La Présidente de la Commission européenne, Ursula von der Leyen, est attendue avec impatience pour dévoiler, dans les prochaines semaines, un cadre légal ambitieux. L'objectif ? Convaincre la Belgique et les autres États membres de permettre l'utilisation directe de ces fonds colossaux pour soutenir l'Ukraine, bien au-delà des seuls bénéfices déjà réorientés. Une proposition qui, si elle offre une lueur d'espoir pour Kiev, soulève également un maelström de questions juridiques, économiques et géopolitiques.
La Belgique, point névralgique d'un trésor russe inattendu
Depuis les premières sanctions massives imposées à la Russie en 2022, l'Union européenne a gelé des centaines de milliards d'euros d'actifs appartenant à la Banque centrale de Russie, à des oligarques et à des entreprises étatiques. Une part disproportionnée de ces fonds – environ 180 milliards d'euros – s'est retrouvée immobilisée en Belgique. La raison ? La présence d'Euroclear, l'une des plus grandes chambres de compensation au monde, à Bruxelles. Cette institution gère un vaste volume de transactions de titres internationaux, et nombre d'actifs russes y transitaient.
Dès 2023, les discussions avaient commencé sur l'utilisation des profits générés par ces avoirs gelés. En 2024, une première étape a été franchie, permettant de rediriger une partie de ces bénéfices – estimés à plusieurs milliards d'euros annuels – vers un fonds d'aide à l'Ukraine. Cependant, face à l'ampleur des destructions et aux besoins de financement de la défense ukrainienne, ces montants, bien que significatifs, apparaissent désormais comme une goutte d'eau dans l'océan.

========================================================================

Travail demandé »
**a)** Recopiez à l'identique le passage de l'extrait sur les avoirs russes gelés, de « La Belgique, point » à « russes y transitaient. ».
**b)** Selon l'extrait sur les avoirs russes gelés, quel montant d'actifs russes s'est retrouvé immobilisé en Belgique ?

========================================================================

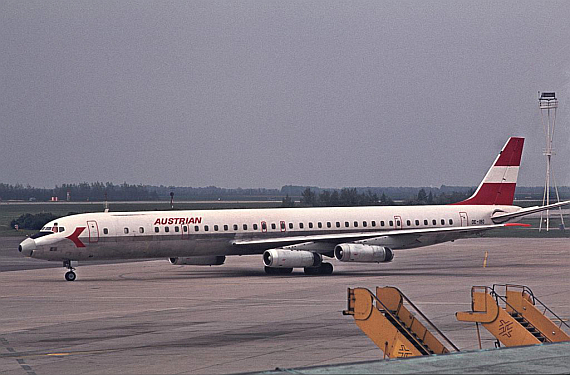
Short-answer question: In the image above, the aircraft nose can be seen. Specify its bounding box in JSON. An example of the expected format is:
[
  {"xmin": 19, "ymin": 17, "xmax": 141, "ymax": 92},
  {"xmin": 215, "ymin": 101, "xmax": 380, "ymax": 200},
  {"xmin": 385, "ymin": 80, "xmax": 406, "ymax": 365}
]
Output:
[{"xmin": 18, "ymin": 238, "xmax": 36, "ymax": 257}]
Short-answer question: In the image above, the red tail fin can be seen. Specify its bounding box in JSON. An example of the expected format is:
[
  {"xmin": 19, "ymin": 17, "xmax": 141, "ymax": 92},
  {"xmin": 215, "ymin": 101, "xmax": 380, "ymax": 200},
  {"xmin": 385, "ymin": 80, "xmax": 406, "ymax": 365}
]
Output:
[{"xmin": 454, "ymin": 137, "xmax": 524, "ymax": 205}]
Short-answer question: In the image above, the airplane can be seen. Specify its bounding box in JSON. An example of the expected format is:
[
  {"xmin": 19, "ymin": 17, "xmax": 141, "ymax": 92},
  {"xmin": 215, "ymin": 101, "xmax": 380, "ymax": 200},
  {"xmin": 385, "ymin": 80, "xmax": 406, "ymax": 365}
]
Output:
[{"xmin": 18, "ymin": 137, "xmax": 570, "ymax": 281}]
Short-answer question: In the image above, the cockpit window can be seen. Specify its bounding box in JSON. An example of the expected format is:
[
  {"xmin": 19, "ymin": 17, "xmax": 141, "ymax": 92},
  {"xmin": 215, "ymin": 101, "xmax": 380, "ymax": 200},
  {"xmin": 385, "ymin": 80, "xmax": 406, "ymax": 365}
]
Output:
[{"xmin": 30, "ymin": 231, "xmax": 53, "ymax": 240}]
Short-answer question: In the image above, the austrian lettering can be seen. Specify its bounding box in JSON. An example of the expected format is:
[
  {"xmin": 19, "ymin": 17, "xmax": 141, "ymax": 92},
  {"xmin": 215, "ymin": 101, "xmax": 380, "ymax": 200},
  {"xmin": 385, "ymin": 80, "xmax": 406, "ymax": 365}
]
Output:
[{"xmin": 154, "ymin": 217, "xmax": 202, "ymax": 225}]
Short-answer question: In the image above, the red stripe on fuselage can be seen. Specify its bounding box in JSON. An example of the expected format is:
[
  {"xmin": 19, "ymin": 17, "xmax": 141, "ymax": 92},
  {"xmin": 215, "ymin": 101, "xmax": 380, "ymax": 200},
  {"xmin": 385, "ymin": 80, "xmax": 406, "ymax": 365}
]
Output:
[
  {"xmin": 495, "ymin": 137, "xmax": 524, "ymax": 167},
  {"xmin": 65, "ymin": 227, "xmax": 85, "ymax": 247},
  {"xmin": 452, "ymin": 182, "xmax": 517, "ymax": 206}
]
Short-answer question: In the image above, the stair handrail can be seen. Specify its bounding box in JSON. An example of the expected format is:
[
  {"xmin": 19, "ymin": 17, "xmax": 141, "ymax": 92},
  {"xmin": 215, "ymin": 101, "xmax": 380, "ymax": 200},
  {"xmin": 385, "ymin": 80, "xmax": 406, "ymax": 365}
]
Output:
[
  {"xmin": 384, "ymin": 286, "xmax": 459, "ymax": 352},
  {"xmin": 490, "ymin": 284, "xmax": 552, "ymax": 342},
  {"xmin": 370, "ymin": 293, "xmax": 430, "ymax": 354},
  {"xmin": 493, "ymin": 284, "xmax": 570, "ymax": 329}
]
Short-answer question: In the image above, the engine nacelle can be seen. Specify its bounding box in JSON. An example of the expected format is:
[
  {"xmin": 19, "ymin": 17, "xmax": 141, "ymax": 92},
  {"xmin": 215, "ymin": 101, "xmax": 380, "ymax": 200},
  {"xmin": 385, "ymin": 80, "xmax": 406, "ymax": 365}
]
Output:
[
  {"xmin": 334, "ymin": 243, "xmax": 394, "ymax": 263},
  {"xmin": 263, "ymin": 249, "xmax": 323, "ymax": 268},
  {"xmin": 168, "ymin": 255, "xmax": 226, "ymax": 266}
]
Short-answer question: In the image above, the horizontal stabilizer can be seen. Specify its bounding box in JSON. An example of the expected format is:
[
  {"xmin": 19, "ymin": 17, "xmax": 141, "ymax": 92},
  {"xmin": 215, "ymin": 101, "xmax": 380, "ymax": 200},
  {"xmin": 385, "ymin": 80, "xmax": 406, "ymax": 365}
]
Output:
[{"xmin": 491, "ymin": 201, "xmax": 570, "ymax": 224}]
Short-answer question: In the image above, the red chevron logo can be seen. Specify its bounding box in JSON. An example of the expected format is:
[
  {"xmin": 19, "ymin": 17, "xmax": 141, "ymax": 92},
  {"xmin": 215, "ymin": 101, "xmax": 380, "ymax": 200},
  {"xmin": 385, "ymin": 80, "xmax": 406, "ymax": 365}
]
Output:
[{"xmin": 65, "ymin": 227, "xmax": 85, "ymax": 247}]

========================================================================

Résultats de l'exercice »
**a)**
La Belgique, point névralgique d'un trésor russe inattendu
Depuis les premières sanctions massives imposées à la Russie en 2022, l'Union européenne a gelé des centaines de milliards d'euros d'actifs appartenant à la Banque centrale de Russie, à des oligarques et à des entreprises étatiques. Une part disproportionnée de ces fonds – environ 180 milliards d'euros – s'est retrouvée immobilisée en Belgique. La raison ? La présence d'Euroclear, l'une des plus grandes chambres de compensation au monde, à Bruxelles. Cette institution gère un vaste volume de transactions de titres internationaux, et nombre d'actifs russes y transitaient.

**b)** Environ 180 milliards d'euros.